| Activity |
Pull every line out of the items below and reproduce each one character for character, in the same order.

..............................

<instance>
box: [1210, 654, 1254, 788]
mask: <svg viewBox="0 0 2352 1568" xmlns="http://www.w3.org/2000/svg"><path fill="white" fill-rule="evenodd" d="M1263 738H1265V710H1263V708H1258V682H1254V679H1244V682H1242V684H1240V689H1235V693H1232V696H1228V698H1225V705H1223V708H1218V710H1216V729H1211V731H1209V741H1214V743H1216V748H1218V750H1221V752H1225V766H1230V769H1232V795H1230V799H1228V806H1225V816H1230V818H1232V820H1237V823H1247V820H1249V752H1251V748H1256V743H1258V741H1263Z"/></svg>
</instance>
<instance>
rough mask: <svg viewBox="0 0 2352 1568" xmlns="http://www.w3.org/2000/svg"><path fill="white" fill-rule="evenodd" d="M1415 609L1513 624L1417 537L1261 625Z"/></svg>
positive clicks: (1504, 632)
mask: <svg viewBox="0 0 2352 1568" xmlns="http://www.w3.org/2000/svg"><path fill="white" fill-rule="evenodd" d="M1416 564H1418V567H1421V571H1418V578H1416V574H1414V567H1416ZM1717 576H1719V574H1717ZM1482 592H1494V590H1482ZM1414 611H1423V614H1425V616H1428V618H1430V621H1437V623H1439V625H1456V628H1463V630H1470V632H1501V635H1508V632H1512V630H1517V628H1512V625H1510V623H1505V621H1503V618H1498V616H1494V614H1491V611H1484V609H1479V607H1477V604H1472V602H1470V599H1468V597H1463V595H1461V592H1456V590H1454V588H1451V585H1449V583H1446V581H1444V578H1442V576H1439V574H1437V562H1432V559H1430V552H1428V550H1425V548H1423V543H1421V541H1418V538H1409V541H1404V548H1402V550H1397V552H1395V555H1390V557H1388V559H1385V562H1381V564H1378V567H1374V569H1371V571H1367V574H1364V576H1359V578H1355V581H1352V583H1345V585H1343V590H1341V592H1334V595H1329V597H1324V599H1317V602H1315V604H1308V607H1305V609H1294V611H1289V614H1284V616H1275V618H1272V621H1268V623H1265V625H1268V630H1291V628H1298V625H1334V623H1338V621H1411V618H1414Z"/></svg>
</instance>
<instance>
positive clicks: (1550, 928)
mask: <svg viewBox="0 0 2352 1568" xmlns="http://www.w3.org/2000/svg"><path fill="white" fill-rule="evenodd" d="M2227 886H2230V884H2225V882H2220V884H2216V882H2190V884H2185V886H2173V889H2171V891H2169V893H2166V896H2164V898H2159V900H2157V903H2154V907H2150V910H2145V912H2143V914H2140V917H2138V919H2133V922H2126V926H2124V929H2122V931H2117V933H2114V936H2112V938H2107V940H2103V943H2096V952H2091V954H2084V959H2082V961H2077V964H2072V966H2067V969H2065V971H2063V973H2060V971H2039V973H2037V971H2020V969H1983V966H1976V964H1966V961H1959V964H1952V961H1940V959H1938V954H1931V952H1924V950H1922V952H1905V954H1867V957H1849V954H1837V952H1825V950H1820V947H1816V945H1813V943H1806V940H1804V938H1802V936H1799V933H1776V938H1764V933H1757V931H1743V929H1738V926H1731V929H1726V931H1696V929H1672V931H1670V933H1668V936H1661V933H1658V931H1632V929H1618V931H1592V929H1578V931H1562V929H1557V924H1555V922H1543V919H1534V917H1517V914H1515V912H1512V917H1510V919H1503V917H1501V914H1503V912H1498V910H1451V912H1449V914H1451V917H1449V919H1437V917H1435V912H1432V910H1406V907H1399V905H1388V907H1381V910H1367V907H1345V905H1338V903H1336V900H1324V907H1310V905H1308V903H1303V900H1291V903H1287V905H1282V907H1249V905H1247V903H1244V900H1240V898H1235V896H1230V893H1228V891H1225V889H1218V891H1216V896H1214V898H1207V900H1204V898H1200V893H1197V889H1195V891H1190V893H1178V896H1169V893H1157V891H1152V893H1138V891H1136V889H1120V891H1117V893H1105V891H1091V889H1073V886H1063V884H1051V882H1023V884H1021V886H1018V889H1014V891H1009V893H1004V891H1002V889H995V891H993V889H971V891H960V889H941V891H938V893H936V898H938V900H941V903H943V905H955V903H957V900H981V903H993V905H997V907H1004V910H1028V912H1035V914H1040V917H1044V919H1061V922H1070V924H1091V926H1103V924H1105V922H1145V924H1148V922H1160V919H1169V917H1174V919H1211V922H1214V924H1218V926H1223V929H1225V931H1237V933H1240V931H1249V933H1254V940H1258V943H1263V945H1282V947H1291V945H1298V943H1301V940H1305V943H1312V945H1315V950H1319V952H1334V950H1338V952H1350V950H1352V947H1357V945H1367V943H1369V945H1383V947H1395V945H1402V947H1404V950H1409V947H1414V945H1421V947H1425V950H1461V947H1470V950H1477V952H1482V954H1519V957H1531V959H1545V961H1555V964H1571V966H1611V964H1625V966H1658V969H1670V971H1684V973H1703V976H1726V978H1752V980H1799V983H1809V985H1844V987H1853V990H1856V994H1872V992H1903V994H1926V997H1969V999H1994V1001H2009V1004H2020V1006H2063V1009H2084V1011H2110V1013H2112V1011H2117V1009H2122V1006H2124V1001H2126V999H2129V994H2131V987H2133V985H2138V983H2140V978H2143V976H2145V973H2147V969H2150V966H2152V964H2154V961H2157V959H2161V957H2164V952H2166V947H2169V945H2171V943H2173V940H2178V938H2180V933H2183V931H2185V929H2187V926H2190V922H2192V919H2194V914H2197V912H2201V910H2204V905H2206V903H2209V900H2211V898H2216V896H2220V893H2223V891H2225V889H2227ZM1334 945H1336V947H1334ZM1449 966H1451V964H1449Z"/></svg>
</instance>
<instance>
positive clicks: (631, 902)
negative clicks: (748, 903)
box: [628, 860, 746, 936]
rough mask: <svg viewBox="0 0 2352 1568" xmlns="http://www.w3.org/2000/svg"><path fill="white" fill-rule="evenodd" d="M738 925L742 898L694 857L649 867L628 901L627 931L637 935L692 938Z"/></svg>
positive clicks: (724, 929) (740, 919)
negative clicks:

..............................

| Response area |
<instance>
box: [1210, 654, 1254, 788]
mask: <svg viewBox="0 0 2352 1568" xmlns="http://www.w3.org/2000/svg"><path fill="white" fill-rule="evenodd" d="M1263 738H1265V710H1263V708H1258V682H1254V679H1244V682H1242V684H1240V689H1235V693H1232V696H1228V698H1225V705H1223V708H1218V710H1216V729H1211V731H1209V741H1214V743H1216V748H1218V750H1221V752H1225V766H1230V769H1232V795H1230V799H1228V806H1225V816H1230V818H1232V820H1237V823H1247V820H1249V752H1251V748H1256V743H1258V741H1263Z"/></svg>
</instance>
<instance>
rough mask: <svg viewBox="0 0 2352 1568" xmlns="http://www.w3.org/2000/svg"><path fill="white" fill-rule="evenodd" d="M1415 609L1513 624L1417 537L1261 625Z"/></svg>
positive clicks: (1504, 632)
mask: <svg viewBox="0 0 2352 1568" xmlns="http://www.w3.org/2000/svg"><path fill="white" fill-rule="evenodd" d="M1416 564H1418V567H1421V571H1418V578H1416V574H1414V567H1416ZM1717 576H1719V574H1717ZM1482 592H1494V590H1482ZM1414 611H1423V614H1425V616H1428V618H1430V621H1437V623H1439V625H1456V628H1463V630H1470V632H1501V635H1508V632H1512V630H1517V628H1512V625H1510V623H1505V621H1503V618H1498V616H1494V614H1491V611H1484V609H1479V607H1477V604H1472V602H1470V599H1468V597H1463V595H1461V592H1456V590H1454V588H1451V585H1449V583H1446V581H1444V578H1442V576H1439V574H1437V562H1432V559H1430V552H1428V550H1425V548H1423V543H1421V541H1418V538H1409V541H1404V548H1402V550H1397V552H1395V555H1390V557H1388V559H1385V562H1381V564H1378V567H1374V569H1371V571H1367V574H1364V576H1359V578H1355V581H1352V583H1345V585H1343V590H1341V592H1334V595H1329V597H1324V599H1317V602H1315V604H1308V607H1305V609H1294V611H1289V614H1284V616H1275V618H1272V621H1268V623H1265V625H1268V630H1291V628H1298V625H1334V623H1338V621H1411V618H1414Z"/></svg>
</instance>
<instance>
positive clicks: (1550, 928)
mask: <svg viewBox="0 0 2352 1568" xmlns="http://www.w3.org/2000/svg"><path fill="white" fill-rule="evenodd" d="M2227 886H2230V884H2225V882H2220V884H2216V882H2190V884H2185V886H2173V889H2171V891H2169V893H2166V896H2164V898H2159V900H2157V903H2154V907H2150V910H2145V912H2143V914H2140V917H2138V919H2133V922H2126V926H2124V929H2122V931H2117V933H2114V936H2112V938H2107V940H2103V943H2096V952H2091V954H2084V959H2082V961H2077V964H2072V966H2067V969H2065V971H2063V973H2060V971H2039V973H2037V971H2020V969H1983V966H1976V964H1966V961H1959V964H1952V961H1940V959H1938V954H1931V952H1924V950H1922V952H1905V954H1867V957H1849V954H1837V952H1825V950H1820V947H1816V945H1813V943H1806V940H1804V938H1802V936H1799V933H1776V938H1764V933H1757V931H1743V929H1738V926H1731V929H1726V931H1696V929H1672V931H1670V933H1668V936H1661V933H1658V931H1632V929H1618V931H1592V929H1578V931H1562V929H1557V924H1555V922H1543V919H1534V917H1517V914H1515V912H1512V917H1510V919H1503V917H1501V914H1503V912H1498V910H1451V912H1449V914H1451V917H1449V919H1437V917H1435V912H1432V910H1406V907H1399V905H1388V907H1381V910H1367V907H1345V905H1338V903H1336V900H1324V907H1310V905H1308V903H1303V900H1291V903H1287V905H1282V907H1249V905H1247V903H1244V900H1240V898H1235V896H1230V893H1228V891H1225V889H1218V891H1216V896H1214V898H1207V900H1204V898H1200V893H1197V889H1195V891H1190V893H1178V896H1169V893H1157V891H1152V893H1138V891H1136V889H1120V891H1117V893H1105V891H1091V889H1073V886H1063V884H1051V882H1023V884H1021V886H1018V889H1014V891H1009V893H1004V891H1002V889H995V891H993V889H971V891H960V889H941V891H938V893H936V898H938V900H941V903H943V905H955V903H957V900H981V903H993V905H997V907H1004V910H1028V912H1035V914H1040V917H1044V919H1061V922H1070V924H1091V926H1103V924H1105V922H1145V924H1148V922H1160V919H1169V917H1174V919H1211V922H1214V924H1218V926H1223V929H1225V931H1237V933H1240V931H1249V933H1254V940H1258V943H1263V945H1282V947H1291V945H1298V943H1301V940H1305V943H1312V945H1315V950H1319V952H1334V950H1338V952H1350V950H1352V947H1357V945H1367V943H1369V945H1383V947H1395V945H1402V947H1404V950H1409V947H1414V945H1421V947H1425V950H1461V947H1470V950H1477V952H1482V954H1519V957H1531V959H1545V961H1555V964H1571V966H1611V964H1625V966H1658V969H1670V971H1684V973H1703V976H1726V978H1752V980H1799V983H1809V985H1844V987H1853V990H1856V994H1872V992H1903V994H1926V997H1969V999H1994V1001H2009V1004H2020V1006H2063V1009H2084V1011H2110V1013H2112V1011H2117V1009H2122V1006H2124V1001H2126V999H2129V994H2131V987H2133V985H2138V983H2140V978H2143V976H2145V973H2147V969H2150V966H2152V964H2154V961H2157V959H2161V957H2164V952H2166V947H2169V945H2171V943H2173V940H2178V938H2180V933H2183V931H2185V929H2187V926H2190V922H2192V919H2194V914H2197V912H2201V910H2204V905H2206V903H2209V900H2211V898H2216V896H2220V893H2223V891H2225V889H2227ZM1334 945H1336V947H1334ZM1449 966H1451V964H1449Z"/></svg>
</instance>
<instance>
positive clicks: (631, 902)
negative clicks: (748, 903)
box: [628, 860, 746, 936]
rough mask: <svg viewBox="0 0 2352 1568" xmlns="http://www.w3.org/2000/svg"><path fill="white" fill-rule="evenodd" d="M738 925L742 898L694 857L649 867L628 901L627 931L637 935L692 938Z"/></svg>
positive clicks: (724, 929) (740, 919)
negative clicks:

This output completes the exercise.